* Prompt
Exactly the lines from the one with "of the multi-story" to the end of the data below should be set down, and no others.

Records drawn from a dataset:
╔══

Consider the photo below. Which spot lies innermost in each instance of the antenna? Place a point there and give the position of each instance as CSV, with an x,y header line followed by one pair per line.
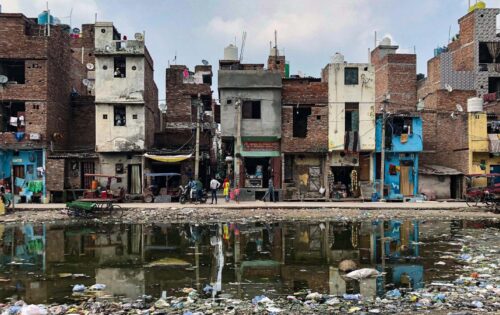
x,y
243,40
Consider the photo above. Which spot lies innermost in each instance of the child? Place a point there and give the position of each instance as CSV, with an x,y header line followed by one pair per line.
x,y
225,187
237,194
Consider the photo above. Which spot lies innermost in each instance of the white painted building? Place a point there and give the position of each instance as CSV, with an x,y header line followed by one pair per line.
x,y
351,123
126,100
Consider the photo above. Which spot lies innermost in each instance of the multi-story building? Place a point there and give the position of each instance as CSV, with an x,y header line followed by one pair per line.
x,y
250,99
189,102
39,76
396,94
351,127
126,105
467,67
304,141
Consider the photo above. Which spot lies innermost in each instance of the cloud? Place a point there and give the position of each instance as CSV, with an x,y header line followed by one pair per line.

╚══

* Problem solution
Consider the photo above. Which spot lies innermost in each instance of the multi-story building? Place a point there and give the position of each instance as CSV, with an x,y header line followed by one pair per line.
x,y
250,99
189,102
39,76
396,94
351,127
126,105
467,67
304,141
Consider the photo above. Which spot lies innermost in each instance of the cloud? Place a point there and give the position of each instance as CSV, with an x,y header line followed by one pair per line.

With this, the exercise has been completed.